The task: Convert everything below, from the line containing "--target submerged rock" down to the line containing "M 148 285 L", into a JSON list of strings with one string per line, omitting blank lines.

Dataset records:
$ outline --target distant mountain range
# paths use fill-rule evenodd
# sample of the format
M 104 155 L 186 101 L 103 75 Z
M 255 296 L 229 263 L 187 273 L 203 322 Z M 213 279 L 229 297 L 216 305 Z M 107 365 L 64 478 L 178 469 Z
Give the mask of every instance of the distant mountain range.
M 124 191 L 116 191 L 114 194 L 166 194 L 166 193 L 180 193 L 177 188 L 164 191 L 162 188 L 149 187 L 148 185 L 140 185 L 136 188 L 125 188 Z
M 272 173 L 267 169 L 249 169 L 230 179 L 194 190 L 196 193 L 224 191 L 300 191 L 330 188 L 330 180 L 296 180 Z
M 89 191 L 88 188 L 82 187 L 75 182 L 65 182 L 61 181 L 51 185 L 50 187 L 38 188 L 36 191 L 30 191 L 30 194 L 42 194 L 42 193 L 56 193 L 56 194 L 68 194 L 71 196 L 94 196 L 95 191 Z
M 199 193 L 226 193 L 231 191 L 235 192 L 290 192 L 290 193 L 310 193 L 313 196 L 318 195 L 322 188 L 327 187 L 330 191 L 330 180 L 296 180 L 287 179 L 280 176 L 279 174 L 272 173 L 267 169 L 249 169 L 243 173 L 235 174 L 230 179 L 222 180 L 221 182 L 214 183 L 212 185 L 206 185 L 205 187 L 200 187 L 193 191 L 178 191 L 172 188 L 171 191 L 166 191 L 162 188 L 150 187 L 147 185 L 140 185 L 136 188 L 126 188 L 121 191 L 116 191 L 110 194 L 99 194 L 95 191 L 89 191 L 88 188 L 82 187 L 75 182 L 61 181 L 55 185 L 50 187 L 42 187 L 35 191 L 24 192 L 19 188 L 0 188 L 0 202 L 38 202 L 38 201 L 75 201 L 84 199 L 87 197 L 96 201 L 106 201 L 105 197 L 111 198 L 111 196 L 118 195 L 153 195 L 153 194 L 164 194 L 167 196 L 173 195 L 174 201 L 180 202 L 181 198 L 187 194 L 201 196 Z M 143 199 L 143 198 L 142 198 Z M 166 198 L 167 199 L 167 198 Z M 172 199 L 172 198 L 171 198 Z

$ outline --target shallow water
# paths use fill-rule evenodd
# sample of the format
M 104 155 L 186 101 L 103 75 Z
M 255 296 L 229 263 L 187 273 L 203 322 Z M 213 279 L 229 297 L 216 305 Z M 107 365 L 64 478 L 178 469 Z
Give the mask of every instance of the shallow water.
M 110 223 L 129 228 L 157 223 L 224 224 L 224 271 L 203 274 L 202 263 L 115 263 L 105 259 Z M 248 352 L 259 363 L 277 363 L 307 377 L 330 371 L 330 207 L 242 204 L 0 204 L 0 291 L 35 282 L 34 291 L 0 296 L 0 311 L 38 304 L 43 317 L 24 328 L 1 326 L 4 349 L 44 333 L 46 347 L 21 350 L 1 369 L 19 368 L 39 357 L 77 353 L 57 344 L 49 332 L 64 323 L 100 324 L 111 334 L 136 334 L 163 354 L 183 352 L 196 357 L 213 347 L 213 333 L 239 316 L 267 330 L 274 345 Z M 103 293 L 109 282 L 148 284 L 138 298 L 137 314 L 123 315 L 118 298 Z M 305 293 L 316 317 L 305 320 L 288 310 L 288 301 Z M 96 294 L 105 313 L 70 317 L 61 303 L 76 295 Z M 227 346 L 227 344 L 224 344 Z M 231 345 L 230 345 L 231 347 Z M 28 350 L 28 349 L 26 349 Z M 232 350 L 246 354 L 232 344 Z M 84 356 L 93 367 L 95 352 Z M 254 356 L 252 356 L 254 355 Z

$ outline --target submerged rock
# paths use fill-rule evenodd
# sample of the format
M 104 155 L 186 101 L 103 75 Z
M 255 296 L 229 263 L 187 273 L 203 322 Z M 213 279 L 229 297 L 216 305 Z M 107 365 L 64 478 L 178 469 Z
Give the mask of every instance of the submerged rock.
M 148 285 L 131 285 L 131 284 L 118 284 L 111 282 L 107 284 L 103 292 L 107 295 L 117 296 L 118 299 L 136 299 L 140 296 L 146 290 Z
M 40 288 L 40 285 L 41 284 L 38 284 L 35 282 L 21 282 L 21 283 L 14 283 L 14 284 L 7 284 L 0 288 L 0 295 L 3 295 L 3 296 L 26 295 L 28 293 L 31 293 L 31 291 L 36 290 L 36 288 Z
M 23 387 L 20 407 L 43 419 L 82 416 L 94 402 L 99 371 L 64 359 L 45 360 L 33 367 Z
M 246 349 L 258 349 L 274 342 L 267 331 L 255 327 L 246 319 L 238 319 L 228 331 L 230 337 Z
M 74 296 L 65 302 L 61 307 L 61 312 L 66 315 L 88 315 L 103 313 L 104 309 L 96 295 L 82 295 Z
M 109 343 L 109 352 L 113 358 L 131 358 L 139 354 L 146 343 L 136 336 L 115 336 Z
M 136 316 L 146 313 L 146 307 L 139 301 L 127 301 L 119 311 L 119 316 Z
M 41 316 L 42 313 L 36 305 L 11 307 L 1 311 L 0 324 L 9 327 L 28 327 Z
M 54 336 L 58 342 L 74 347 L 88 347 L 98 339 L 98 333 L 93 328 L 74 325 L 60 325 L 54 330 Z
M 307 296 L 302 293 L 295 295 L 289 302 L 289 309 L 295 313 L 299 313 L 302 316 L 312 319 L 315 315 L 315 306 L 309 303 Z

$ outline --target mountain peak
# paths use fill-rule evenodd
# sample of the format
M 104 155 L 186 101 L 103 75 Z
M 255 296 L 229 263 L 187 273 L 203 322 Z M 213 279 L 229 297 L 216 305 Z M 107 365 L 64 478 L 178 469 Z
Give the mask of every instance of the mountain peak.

Written answer:
[
  "$ outline --target submerged rock",
  "# paths use fill-rule evenodd",
  "# sample of the format",
  "M 104 155 L 186 101 L 103 75 Z",
  "M 255 296 L 229 263 L 187 273 L 203 322 Z M 213 279 L 229 297 L 216 305 Z M 107 365 L 64 478 L 178 469 Z",
  "Give the mask of every instance of the submerged rock.",
  "M 148 285 L 131 285 L 131 284 L 118 284 L 111 282 L 107 284 L 103 292 L 107 295 L 117 296 L 118 299 L 136 299 L 140 296 L 146 290 Z"
]